→ TEXT SEGMENT:
────────────────────
Housemate Not Paying Rent UK: What to Do
July 8, 2026

Your housemate has stopped paying rent. Maybe they told you, maybe you found out from the landlord. Either way, you now have a problem that is also legally yours, whether or not you missed a single payment yourself.
It is vital to understand what happens when a housemate fails to pay rent, as a lack of awareness can be expensive. Most student and professional house shares run on joint Assured Shorthold Tenancies, which means every person on the contract is jointly and severally liable for the full rent. The landlord does not have to chase your housemate. They can come to you for the entire amount.
This is not a hypothetical risk. A student on a 12-month contract in a three-person house could face personal liability of up to £18,000 if both housemates default. Knowing exactly what to do the moment a housemate stops paying is not optional. It is urgent.
#01Joint and several liability: why this is your problem too
Joint and several liability is the legal mechanism that makes a housemate not paying rent UK an immediate crisis for everyone else in the house.
Under a joint tenancy, the landlord holds every tenant collectively responsible for the full rent. There is no legal obligation on the landlord to apportion blame or pursue tenants individually. If your housemate owes £900 in arrears and refuses to pay, the landlord can demand that £900 from you. Your private arrangement about splitting the rent three ways means nothing to a county court.
Since 1 May 2026, all new joint tenancies in England are Assured Periodic Tenancies by default under changes brought in by the Renters Rights Act. This affects notice periods and tenancy structure, but it does not change the joint liability position. The landlord still pursues all tenants collectively. Read more in our Renters Rights Act Students UK: 2025 Guide.
One more critical point on the new tenancy rules: if a housemate serves a notice to quit to end their share of the tenancy, that notice ends the tenancy for everyone. You do not get to simply replace them and carry on. The whole agreement collapses. Know this before anyone starts talking about 'just leaving.'
#02Talk first, and document everything
Before calling a solicitor or confronting your landlord, talk to the housemate directly. Non-payment is not always deliberate. A failed bank transfer, a delayed student loan payment, or a sudden job loss can all cause a short-term shortfall that a conversation fixes in 48 hours.
────────────────────
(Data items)
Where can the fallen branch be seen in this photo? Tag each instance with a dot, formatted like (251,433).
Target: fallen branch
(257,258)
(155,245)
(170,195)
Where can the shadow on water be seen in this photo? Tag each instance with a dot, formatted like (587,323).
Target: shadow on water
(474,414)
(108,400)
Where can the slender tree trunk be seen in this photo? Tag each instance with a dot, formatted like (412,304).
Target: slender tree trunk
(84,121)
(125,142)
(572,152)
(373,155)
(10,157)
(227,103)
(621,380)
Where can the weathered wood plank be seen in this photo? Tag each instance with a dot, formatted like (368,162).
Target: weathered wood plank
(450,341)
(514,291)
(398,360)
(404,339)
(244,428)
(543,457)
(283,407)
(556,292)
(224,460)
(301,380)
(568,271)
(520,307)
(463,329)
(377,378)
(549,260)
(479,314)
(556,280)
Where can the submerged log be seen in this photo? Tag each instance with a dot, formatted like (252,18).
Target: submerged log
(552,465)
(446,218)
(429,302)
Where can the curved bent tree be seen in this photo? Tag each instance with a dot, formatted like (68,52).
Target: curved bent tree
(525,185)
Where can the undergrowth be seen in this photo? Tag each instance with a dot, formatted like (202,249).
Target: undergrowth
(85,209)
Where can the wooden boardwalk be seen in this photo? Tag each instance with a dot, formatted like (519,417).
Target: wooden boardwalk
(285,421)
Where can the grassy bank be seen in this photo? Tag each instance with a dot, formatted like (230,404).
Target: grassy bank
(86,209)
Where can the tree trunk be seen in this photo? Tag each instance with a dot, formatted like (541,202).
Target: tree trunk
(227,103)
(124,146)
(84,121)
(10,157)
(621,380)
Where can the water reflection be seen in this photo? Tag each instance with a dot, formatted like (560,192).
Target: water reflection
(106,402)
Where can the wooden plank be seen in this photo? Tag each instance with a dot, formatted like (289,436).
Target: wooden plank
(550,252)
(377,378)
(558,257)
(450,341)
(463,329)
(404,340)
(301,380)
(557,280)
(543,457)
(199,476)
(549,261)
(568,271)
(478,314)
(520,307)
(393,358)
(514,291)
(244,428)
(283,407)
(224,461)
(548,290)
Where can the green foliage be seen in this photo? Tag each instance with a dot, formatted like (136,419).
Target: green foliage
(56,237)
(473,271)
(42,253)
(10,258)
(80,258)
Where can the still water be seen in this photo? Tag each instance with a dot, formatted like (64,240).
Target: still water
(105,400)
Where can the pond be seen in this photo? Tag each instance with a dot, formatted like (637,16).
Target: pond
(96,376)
────────────────────
→ REQUIRED WORK:
Answer these questions from the guide on housemates not paying rent:
1. Since what date have all new joint tenancies in England been Assured Periodic Tenancies by default?
2. What personal liability could a student on a 12-month contract in a three-person house face if both housemates default?
3. What does a notice to quit served by one housemate do to the tenancy?
The data items are separate material from the guide on housemates not paying rent.

→ RIGHT ANSWER:
1. 1 May 2026.
2. Up to £18,000.
3. It ends the tenancy for everyone.